■ THE EXERCISE:
Go through the listing and write out all of it exactly.

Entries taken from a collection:
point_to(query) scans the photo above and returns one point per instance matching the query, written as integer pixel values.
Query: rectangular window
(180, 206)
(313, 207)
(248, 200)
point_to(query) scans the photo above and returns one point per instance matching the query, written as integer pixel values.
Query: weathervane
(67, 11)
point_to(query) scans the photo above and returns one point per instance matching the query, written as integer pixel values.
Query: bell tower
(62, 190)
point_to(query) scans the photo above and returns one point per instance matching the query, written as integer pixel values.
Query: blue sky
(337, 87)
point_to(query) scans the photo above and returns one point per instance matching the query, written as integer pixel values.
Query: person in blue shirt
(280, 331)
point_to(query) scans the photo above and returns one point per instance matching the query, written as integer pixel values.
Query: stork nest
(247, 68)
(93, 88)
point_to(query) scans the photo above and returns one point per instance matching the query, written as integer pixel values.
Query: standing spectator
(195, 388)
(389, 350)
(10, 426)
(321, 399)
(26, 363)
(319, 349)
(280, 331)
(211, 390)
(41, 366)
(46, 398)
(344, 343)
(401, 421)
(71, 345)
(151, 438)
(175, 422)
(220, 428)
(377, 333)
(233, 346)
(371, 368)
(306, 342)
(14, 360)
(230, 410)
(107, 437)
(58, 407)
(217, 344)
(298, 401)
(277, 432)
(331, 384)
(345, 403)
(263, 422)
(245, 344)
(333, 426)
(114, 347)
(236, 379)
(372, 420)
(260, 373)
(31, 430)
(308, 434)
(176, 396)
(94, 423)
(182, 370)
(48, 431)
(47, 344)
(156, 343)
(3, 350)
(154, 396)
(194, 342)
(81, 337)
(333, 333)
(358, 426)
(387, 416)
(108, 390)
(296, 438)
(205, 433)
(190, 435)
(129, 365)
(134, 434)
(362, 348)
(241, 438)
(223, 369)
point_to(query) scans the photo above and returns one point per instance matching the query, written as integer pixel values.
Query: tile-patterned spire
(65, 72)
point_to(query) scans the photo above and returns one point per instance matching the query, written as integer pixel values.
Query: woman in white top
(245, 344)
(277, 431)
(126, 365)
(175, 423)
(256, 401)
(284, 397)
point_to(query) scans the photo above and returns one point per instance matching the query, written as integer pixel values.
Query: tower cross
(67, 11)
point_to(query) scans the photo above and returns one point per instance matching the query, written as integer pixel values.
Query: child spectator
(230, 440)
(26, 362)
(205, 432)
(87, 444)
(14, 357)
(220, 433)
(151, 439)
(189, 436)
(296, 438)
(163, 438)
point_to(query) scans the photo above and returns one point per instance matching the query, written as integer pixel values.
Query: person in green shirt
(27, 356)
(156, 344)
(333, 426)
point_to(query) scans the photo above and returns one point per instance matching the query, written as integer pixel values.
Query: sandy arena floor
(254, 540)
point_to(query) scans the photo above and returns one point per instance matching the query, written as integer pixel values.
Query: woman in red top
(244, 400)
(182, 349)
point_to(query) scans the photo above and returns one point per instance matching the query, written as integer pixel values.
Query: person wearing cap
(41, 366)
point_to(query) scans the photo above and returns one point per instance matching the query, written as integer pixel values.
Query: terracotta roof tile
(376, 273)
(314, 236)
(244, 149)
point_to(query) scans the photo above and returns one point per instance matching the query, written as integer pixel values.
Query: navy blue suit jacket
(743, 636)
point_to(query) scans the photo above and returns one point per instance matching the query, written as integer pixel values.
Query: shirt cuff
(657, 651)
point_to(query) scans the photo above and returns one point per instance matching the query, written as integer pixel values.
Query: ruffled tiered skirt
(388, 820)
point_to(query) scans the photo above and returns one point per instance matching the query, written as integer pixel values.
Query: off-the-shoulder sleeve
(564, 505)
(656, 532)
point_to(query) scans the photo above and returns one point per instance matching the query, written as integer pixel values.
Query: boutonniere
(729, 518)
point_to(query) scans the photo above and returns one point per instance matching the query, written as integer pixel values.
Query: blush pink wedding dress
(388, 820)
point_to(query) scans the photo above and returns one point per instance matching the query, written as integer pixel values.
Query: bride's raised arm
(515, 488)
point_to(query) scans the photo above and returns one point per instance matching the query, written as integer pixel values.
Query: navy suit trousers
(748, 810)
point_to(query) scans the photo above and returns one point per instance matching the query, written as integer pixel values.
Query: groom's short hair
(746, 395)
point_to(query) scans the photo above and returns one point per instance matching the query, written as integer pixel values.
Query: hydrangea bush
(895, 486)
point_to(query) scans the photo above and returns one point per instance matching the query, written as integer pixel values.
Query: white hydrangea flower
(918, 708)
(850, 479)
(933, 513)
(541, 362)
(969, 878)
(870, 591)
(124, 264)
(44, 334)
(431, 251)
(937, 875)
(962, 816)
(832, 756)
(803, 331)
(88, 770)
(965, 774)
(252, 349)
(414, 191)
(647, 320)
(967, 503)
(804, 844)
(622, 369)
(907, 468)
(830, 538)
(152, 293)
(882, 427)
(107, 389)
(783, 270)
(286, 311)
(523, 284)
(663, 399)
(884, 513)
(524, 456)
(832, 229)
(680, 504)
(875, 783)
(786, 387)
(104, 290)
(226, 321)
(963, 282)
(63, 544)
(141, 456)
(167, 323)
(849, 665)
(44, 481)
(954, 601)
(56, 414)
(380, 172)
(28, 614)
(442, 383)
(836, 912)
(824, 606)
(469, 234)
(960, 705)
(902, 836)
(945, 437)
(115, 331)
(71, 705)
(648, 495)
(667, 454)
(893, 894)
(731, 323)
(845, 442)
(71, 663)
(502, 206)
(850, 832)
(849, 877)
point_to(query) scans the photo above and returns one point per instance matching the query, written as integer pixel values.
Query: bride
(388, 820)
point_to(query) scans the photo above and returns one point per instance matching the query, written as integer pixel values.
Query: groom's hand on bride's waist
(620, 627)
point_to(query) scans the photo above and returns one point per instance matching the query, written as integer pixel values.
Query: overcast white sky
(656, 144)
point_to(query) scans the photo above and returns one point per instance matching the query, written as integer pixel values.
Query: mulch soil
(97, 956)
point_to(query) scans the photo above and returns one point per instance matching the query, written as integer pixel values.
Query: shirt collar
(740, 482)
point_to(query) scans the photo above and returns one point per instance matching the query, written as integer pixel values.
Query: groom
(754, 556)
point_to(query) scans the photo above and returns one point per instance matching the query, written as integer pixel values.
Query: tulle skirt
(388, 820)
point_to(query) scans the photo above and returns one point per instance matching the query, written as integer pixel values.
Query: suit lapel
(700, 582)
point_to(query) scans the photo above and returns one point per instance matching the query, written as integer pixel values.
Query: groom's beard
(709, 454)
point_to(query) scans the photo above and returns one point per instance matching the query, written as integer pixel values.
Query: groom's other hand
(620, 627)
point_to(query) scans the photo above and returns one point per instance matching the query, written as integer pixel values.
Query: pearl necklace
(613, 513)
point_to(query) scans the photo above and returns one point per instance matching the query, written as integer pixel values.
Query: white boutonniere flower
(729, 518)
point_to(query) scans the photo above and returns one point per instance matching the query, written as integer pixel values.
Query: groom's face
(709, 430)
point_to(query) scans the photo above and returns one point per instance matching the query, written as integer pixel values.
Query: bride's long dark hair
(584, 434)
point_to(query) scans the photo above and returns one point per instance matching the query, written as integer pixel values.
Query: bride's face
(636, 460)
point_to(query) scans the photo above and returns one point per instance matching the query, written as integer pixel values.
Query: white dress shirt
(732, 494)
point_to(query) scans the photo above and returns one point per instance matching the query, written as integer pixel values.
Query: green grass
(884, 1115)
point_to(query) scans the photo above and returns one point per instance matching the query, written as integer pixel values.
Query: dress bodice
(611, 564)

■ TASK RESULT:
point_to(query) scans the photo above and returns one point per instance matching the query, written as integer pixel values.
Query: rectangular window
(180, 206)
(313, 207)
(248, 200)
point_to(query) scans the photo above and returns one point per instance matching the query, written as integer pixel values.
Query: weathervane
(67, 11)
point_to(query) scans the photo above and returns one point per instance matching the query, written as integer pixel values.
Query: bell tower
(62, 190)
point_to(query) scans the photo above and returns one point per instance matching the query, written as integer pixel values.
Query: blue sky
(337, 87)
point_to(query) scans the photo above and returns one point per instance matching the query, written as integer pixel values.
Query: person in blue shirt
(280, 331)
point_to(query) scans the photo above and returns one point per instance matching the query, written as integer pixel values.
Query: stork nest
(247, 68)
(93, 88)
point_to(query) scans the photo above and returns one point per instance matching the query, written as integer pixel values.
Query: standing spectator
(195, 388)
(389, 350)
(10, 426)
(321, 399)
(26, 363)
(319, 349)
(280, 331)
(211, 390)
(41, 366)
(46, 398)
(344, 343)
(401, 421)
(71, 345)
(151, 438)
(175, 422)
(220, 428)
(377, 333)
(233, 346)
(371, 368)
(306, 342)
(14, 360)
(230, 410)
(107, 437)
(58, 407)
(217, 344)
(298, 401)
(277, 432)
(331, 384)
(345, 403)
(263, 422)
(245, 344)
(333, 426)
(114, 347)
(236, 379)
(372, 420)
(260, 373)
(31, 430)
(308, 434)
(176, 396)
(94, 423)
(182, 370)
(48, 431)
(47, 344)
(156, 343)
(3, 350)
(154, 396)
(194, 342)
(81, 337)
(333, 333)
(358, 426)
(387, 416)
(108, 390)
(296, 438)
(205, 433)
(190, 435)
(129, 365)
(134, 434)
(362, 348)
(241, 438)
(223, 369)
point_to(query) scans the photo above and returns one point per instance matching the query, written as integer pixel values.
Query: tile-patterned spire
(65, 72)
point_to(query) scans the photo above and returns one point per instance matching the query, written as integer pixel values.
Query: woman in white top
(245, 344)
(277, 431)
(126, 365)
(175, 423)
(256, 401)
(284, 397)
point_to(query) scans the photo above and returns one point per instance matching the query, written as integer pixel values.
Query: tower cross
(67, 11)
point_to(query) scans the photo above and returns one point per instance matching the query, written as integer pixel values.
Query: child spectator
(230, 440)
(26, 362)
(205, 432)
(87, 444)
(14, 357)
(220, 433)
(151, 439)
(189, 436)
(296, 438)
(163, 438)
point_to(query) scans the photo above and returns one point per instance matching the query, written as integer pixel values.
Query: person in green shirt
(27, 356)
(156, 344)
(333, 426)
point_to(query) scans the photo above and returns one point per instance matching the query, written as integer pixel values.
Query: sandy arena floor
(254, 540)
point_to(query) scans the photo above and returns one point per instance matching the query, written as integer pixel values.
Query: woman in red top
(244, 400)
(182, 349)
point_to(query) scans the photo above and returns one point per instance matching the query, written as integer pixel values.
Query: person wearing cap
(41, 366)
point_to(query) scans the photo above and returns one point per instance matching the query, written as integer pixel values.
Query: terracotta roof tile
(376, 273)
(314, 236)
(244, 149)
point_to(query) scans the photo above and returns one point per instance matching the query, written as integer pixel values.
Query: navy blue suit jacket
(743, 636)
point_to(query) scans the photo above and returns one point per instance matching the query, written as integer pixel values.
Query: shirt cuff
(657, 651)
point_to(query) scans the photo above and returns one point per instance matching the query, written as integer pixel values.
Query: ruffled tiered skirt
(388, 820)
point_to(query) scans the photo above and returns one point per instance matching the query, written as integer pixel values.
Query: off-the-shoulder sleeve
(564, 505)
(656, 532)
point_to(query) scans the photo above and returns one point per instance matching the query, written as integer pixel values.
Query: boutonniere
(729, 518)
point_to(query) scans the photo above and returns one point per instance matching the query, written as integer pixel values.
Query: blush pink wedding dress
(388, 820)
point_to(query) scans the photo above and returns one point per instance matching the query, written as integer pixel values.
Query: bride's raised arm
(515, 488)
point_to(query) scans the photo above and returns one point per instance matching the query, written as integer pixel values.
Query: navy suit trousers
(748, 810)
point_to(query) scans the photo above and returns one point per instance matching the query, written as integer pixel values.
Query: groom's short hair
(746, 395)
point_to(query) scans the photo above and returns one point per instance matching the query, written as integer pixel values.
Query: hydrangea bush
(895, 486)
point_to(query) scans the photo above and returns one point per instance matching the query, written as integer pixel values.
Query: white hydrangea flower
(918, 708)
(850, 479)
(933, 513)
(541, 362)
(969, 878)
(870, 591)
(124, 264)
(44, 334)
(431, 251)
(937, 875)
(962, 816)
(832, 756)
(803, 331)
(88, 770)
(965, 774)
(252, 349)
(414, 191)
(647, 320)
(967, 503)
(804, 844)
(622, 369)
(907, 468)
(830, 538)
(152, 293)
(882, 427)
(107, 389)
(783, 270)
(286, 311)
(523, 284)
(663, 399)
(884, 513)
(524, 456)
(832, 229)
(680, 504)
(875, 783)
(786, 387)
(104, 290)
(226, 321)
(963, 282)
(63, 544)
(141, 456)
(167, 323)
(849, 665)
(44, 481)
(954, 601)
(56, 414)
(380, 172)
(28, 614)
(442, 383)
(836, 912)
(824, 606)
(469, 234)
(960, 705)
(902, 836)
(945, 437)
(115, 331)
(71, 705)
(648, 495)
(667, 454)
(893, 894)
(731, 323)
(845, 442)
(71, 663)
(502, 206)
(850, 832)
(849, 877)
point_to(query) scans the photo above and returns one point per instance matching the query, written as integer pixel values.
Query: bride
(388, 820)
point_to(query) scans the photo above and returns one point per instance matching the query, written as integer pixel values.
Query: groom's hand on bride's waist
(620, 627)
point_to(query) scans the photo above and returns one point per instance matching the query, written as integer pixel values.
Query: overcast white sky
(656, 144)
point_to(query) scans the photo above and returns one point per instance matching the query, written as integer pixel values.
Query: mulch soil
(97, 956)
point_to(query) scans the photo above and returns one point per instance matching the query, written as integer pixel values.
Query: shirt collar
(740, 482)
point_to(query) scans the photo above and returns one point per instance matching the query, written as integer pixel values.
Query: groom
(754, 556)
point_to(query) scans the photo above and returns one point per instance matching the query, written as integer pixel values.
Query: tulle skirt
(388, 820)
point_to(query) scans the photo above and returns one point per instance matching the query, written as integer pixel values.
Query: suit lapel
(700, 582)
point_to(query) scans the photo above and returns one point per instance matching the query, written as integer pixel values.
Query: groom's beard
(709, 454)
point_to(query) scans the photo above and returns one point per instance matching the query, written as integer pixel values.
Query: groom's other hand
(620, 627)
point_to(query) scans the photo above and returns one point per instance matching the query, written as integer pixel values.
Query: pearl necklace
(613, 513)
point_to(query) scans the photo above and returns one point per instance matching the query, written as integer pixel values.
Query: white boutonniere flower
(729, 518)
point_to(query) scans the photo above and returns one point per instance matching the query, written as integer pixel values.
Query: groom's face
(709, 430)
point_to(query) scans the photo above and returns one point per instance matching the query, written as integer pixel values.
Query: bride's long dark hair
(584, 434)
point_to(query) scans the photo above and returns one point per instance matching the query, written as integer pixel values.
Query: bride's face
(636, 460)
point_to(query) scans the photo above and returns one point per instance matching the query, written as integer pixel values.
Query: white dress shirt
(732, 494)
point_to(query) scans the photo above and returns one point per instance matching the query, written as integer pixel values.
Query: green grass
(884, 1115)
point_to(query) scans the photo above and returns one point per instance matching the query, written as integer pixel values.
Query: dress bodice
(611, 564)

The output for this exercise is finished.